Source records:
Start of Block

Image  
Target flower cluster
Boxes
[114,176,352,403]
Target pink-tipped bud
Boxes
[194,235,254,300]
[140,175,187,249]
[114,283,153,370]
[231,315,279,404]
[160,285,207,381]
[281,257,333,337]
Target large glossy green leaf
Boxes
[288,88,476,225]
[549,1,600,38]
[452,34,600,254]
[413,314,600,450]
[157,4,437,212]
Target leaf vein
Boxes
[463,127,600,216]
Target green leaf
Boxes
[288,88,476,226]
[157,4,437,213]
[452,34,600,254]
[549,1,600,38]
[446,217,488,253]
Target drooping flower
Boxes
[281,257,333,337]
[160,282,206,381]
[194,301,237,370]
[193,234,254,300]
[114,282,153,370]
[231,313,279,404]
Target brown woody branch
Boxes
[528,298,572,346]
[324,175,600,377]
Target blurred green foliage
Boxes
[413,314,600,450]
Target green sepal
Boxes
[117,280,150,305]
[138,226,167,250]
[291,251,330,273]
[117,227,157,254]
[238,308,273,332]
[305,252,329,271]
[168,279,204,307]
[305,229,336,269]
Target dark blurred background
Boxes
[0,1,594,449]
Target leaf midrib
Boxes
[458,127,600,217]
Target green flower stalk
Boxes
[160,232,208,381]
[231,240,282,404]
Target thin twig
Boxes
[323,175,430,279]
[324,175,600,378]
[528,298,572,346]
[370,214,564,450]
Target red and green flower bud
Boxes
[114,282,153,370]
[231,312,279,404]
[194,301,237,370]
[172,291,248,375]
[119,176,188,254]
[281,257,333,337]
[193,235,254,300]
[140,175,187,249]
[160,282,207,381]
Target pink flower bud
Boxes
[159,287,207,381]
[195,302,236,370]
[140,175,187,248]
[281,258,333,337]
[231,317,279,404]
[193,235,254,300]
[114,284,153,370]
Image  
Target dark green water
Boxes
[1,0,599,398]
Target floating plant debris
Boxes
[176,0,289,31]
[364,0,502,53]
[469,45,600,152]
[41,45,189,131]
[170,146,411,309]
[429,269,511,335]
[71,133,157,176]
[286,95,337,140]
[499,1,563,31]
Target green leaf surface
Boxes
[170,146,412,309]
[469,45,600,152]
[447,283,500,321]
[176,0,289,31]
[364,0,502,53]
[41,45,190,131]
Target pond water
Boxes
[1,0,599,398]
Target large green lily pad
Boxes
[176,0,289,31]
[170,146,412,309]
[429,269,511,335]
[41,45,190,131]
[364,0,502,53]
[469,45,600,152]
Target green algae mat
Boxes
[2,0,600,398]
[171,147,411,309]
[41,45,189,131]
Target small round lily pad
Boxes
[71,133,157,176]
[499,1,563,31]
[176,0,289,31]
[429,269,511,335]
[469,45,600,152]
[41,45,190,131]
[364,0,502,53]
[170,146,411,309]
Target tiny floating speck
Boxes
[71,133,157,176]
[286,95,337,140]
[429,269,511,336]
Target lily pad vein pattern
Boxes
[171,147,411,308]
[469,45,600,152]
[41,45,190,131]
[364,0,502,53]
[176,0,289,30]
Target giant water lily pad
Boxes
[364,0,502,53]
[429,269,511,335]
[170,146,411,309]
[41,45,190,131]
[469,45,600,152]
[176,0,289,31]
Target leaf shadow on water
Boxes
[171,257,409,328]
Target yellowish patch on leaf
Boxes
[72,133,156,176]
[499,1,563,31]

End of Block

TASK GOAL:
Repeat all of the records above exactly as they appear.

TASK ANSWER:
Image  
Target flower cluster
Boxes
[114,176,352,403]
Target pink-tipped bud
Boxes
[194,235,254,300]
[140,175,187,249]
[114,283,153,370]
[231,315,279,404]
[160,285,207,381]
[281,257,333,337]
Target large glossy green leaf
Boxes
[288,88,476,225]
[549,1,600,38]
[452,34,600,254]
[413,314,600,450]
[157,4,437,212]
Target leaf vein
Boxes
[463,127,600,216]
Target green leaf
Boxes
[288,88,476,226]
[157,4,437,213]
[452,34,600,254]
[549,1,600,38]
[446,217,488,253]
Target drooping flower
Boxes
[281,257,333,337]
[160,282,206,381]
[194,301,237,370]
[193,234,254,300]
[114,282,153,370]
[231,313,279,404]
Target brown woody branch
Boxes
[528,298,572,346]
[324,175,600,377]
Target blurred green foliage
Boxes
[413,314,600,450]
Target green sepal
Boxes
[117,280,150,305]
[138,226,167,250]
[291,251,330,273]
[117,227,157,254]
[238,308,273,332]
[305,252,329,271]
[168,279,204,307]
[305,229,336,269]
Target dark blurred background
Boxes
[0,1,594,449]
Target leaf midrib
Boxes
[458,127,600,217]
Target green flower stalk
Boxes
[160,232,208,381]
[231,240,282,404]
Target thin twig
Boxes
[323,175,430,279]
[324,175,600,378]
[528,298,572,346]
[370,214,564,450]
Target red and green flower bud
Boxes
[114,282,153,370]
[231,312,279,404]
[194,301,237,370]
[172,291,248,375]
[119,176,188,254]
[281,257,333,337]
[193,235,254,300]
[140,175,187,249]
[160,282,207,381]
Target pink flower bud
Boxes
[159,287,207,381]
[195,302,236,370]
[140,175,187,248]
[281,258,333,337]
[231,317,279,404]
[193,235,254,300]
[114,284,153,370]
Image  
Target dark green water
Boxes
[1,0,599,398]
Target floating plant debris
Boxes
[176,0,289,31]
[364,0,502,53]
[469,45,600,152]
[41,45,189,131]
[170,146,411,309]
[429,269,511,335]
[71,133,157,176]
[286,95,337,140]
[499,1,563,31]
Target green leaf surface
Boxes
[170,146,412,309]
[469,45,600,152]
[447,283,500,321]
[176,0,289,31]
[364,0,502,53]
[41,45,190,131]
Target pond water
Boxes
[1,0,599,398]
Target large green lily pad
Boxes
[176,0,289,31]
[170,146,412,309]
[429,269,511,335]
[41,45,190,131]
[364,0,502,53]
[469,45,600,152]
Target green algae mat
Boxes
[2,0,600,398]
[171,147,411,309]
[41,45,189,131]
Target small round lily pad
Boxes
[71,133,157,176]
[499,1,563,31]
[176,0,289,31]
[429,269,511,335]
[469,45,600,152]
[41,45,190,131]
[364,0,502,53]
[170,146,411,309]
Target tiny floating speck
Boxes
[71,133,157,176]
[286,95,337,140]
[429,269,511,336]
Target lily pad vein pattern
Boxes
[171,147,411,308]
[469,45,600,152]
[41,45,190,131]
[364,0,502,53]
[176,0,289,30]
Target giant water lily pad
Boxes
[364,0,502,53]
[429,269,511,335]
[170,146,411,309]
[41,45,190,131]
[469,45,600,152]
[176,0,289,31]
Target leaf shadow on water
Boxes
[171,257,409,328]
Target yellowish patch on leaf
Boxes
[72,133,156,176]
[499,1,563,31]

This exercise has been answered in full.